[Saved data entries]
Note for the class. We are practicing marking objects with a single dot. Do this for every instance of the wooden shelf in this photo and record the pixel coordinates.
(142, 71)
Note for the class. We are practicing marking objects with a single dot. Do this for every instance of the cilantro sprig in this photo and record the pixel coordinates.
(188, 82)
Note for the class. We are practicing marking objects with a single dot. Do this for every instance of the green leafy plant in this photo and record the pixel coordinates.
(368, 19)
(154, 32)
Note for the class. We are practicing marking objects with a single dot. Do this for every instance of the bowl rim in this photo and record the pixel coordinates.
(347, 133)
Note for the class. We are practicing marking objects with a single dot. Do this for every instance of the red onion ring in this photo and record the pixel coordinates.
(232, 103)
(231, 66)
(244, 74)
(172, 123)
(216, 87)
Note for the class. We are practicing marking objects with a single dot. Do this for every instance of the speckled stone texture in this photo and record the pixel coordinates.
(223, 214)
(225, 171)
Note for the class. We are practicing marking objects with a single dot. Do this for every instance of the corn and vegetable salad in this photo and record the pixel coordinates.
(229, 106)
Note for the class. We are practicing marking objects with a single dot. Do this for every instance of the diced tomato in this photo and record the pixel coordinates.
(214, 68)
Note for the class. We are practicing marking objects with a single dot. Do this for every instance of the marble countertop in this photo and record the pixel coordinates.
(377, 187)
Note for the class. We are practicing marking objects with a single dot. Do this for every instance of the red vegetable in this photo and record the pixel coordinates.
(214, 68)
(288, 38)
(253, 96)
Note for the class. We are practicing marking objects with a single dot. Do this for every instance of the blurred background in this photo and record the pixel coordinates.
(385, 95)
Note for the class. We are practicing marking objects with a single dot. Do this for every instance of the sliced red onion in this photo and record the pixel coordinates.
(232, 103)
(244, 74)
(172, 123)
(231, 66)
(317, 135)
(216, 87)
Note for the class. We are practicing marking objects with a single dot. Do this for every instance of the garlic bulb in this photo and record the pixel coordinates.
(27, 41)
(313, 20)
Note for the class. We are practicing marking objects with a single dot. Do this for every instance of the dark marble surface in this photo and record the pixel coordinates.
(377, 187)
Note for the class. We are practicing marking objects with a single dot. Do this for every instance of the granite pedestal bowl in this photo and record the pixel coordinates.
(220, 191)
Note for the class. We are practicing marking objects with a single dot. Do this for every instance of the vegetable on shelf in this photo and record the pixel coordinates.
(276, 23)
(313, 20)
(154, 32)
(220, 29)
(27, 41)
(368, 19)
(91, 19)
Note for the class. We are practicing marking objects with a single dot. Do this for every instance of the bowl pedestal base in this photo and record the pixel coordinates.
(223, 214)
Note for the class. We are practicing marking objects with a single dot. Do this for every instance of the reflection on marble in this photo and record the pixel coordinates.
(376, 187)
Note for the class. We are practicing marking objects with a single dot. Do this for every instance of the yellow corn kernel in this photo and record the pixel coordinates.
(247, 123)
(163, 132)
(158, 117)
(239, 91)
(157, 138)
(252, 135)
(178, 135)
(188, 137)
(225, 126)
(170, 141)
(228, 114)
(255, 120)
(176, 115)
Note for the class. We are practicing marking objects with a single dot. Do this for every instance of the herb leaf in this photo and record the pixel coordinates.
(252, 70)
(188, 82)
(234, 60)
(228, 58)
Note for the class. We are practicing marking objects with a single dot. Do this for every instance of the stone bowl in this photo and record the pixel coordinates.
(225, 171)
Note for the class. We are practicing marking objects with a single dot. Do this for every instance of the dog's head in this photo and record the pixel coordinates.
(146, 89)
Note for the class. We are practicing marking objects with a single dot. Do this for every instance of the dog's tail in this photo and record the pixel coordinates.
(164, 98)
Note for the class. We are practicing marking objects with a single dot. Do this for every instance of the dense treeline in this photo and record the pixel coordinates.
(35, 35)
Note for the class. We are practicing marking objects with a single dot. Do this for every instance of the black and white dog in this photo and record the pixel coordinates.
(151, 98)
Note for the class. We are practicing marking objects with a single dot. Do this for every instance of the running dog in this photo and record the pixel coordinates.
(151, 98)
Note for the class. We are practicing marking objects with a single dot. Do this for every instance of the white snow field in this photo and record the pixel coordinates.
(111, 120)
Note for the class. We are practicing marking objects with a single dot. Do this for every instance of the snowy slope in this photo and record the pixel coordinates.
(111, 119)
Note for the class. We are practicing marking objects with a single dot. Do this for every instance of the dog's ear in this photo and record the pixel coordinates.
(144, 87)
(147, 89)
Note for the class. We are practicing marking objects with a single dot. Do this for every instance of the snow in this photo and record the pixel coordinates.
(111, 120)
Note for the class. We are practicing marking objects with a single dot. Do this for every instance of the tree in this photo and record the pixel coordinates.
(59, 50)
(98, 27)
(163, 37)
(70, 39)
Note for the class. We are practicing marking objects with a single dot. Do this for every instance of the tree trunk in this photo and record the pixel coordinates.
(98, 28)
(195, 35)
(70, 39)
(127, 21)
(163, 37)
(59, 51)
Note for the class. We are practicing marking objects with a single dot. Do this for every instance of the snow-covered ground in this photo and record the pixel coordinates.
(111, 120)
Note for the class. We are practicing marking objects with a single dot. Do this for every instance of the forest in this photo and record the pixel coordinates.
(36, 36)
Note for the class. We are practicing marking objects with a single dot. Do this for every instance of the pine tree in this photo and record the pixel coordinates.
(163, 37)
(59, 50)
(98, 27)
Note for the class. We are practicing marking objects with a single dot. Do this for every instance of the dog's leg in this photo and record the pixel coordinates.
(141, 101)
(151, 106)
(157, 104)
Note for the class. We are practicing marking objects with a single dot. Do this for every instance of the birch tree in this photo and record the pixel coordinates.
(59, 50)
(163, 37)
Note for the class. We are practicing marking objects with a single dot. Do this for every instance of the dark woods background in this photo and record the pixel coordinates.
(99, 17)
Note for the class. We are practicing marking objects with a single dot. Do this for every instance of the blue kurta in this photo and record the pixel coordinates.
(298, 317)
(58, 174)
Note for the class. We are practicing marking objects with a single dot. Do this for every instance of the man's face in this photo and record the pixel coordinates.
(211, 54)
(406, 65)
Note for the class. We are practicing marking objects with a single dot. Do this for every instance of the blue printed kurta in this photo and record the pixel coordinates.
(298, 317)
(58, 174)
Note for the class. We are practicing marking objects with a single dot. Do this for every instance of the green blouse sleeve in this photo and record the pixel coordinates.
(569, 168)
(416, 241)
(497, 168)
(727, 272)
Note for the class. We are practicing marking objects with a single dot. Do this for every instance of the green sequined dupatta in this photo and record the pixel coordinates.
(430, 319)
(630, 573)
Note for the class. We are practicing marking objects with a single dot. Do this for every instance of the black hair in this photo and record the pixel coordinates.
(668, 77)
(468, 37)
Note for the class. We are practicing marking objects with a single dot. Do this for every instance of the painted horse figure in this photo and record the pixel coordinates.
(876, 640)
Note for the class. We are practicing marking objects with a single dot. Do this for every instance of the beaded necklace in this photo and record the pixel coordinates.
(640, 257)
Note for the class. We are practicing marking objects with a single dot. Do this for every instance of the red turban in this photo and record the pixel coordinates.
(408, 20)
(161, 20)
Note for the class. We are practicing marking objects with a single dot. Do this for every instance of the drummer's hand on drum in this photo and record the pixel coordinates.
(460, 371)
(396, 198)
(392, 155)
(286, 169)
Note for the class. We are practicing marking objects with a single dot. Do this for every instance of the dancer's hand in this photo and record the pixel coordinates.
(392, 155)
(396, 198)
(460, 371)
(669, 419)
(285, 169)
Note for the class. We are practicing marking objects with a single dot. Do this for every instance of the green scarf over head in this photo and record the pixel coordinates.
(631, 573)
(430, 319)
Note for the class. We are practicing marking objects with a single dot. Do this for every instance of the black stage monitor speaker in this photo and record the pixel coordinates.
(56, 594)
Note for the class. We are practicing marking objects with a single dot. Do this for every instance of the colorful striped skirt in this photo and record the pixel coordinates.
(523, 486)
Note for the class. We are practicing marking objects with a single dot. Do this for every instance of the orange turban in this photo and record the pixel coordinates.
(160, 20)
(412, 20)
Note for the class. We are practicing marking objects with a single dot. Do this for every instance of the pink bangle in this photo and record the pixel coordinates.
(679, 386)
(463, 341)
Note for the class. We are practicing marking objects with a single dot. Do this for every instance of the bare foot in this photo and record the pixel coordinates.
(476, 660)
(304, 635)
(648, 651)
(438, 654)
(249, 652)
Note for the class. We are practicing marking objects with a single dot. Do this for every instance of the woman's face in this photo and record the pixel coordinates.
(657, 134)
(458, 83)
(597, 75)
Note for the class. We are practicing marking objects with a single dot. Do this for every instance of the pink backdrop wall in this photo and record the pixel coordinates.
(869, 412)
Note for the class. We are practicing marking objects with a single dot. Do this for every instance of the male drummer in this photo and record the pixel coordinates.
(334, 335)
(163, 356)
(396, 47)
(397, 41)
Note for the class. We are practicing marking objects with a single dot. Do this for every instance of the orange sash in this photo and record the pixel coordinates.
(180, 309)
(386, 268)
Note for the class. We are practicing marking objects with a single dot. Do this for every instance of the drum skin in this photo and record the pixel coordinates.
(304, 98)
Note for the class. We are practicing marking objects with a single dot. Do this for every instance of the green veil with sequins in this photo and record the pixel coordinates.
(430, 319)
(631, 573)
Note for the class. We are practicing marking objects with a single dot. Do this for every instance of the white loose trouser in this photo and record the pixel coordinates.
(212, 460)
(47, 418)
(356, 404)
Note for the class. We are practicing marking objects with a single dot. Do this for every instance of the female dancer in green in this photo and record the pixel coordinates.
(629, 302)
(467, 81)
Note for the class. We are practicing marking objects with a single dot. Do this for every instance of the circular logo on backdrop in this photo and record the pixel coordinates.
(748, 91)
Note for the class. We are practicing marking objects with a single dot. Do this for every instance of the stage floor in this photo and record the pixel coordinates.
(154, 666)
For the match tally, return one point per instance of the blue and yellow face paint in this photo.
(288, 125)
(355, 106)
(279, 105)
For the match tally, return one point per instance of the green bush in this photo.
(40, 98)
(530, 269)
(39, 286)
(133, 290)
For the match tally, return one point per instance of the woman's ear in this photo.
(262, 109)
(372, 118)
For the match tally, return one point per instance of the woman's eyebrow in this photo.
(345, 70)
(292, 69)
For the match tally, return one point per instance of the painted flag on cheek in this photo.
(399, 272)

THE PROBLEM: Where the line containing "ear in this photo." appears in the records above, begin copying and continue through the last line; copy each line exactly and include no others.

RESPONSE AREA:
For the match tally, return one point per instance of the woman's ear in this photo.
(262, 109)
(372, 118)
For the match tally, return one point per instance of the woman's eyebrow in this photo.
(345, 70)
(292, 69)
For the match tally, return one point per instance of the painted flag on cheek in this photo.
(399, 272)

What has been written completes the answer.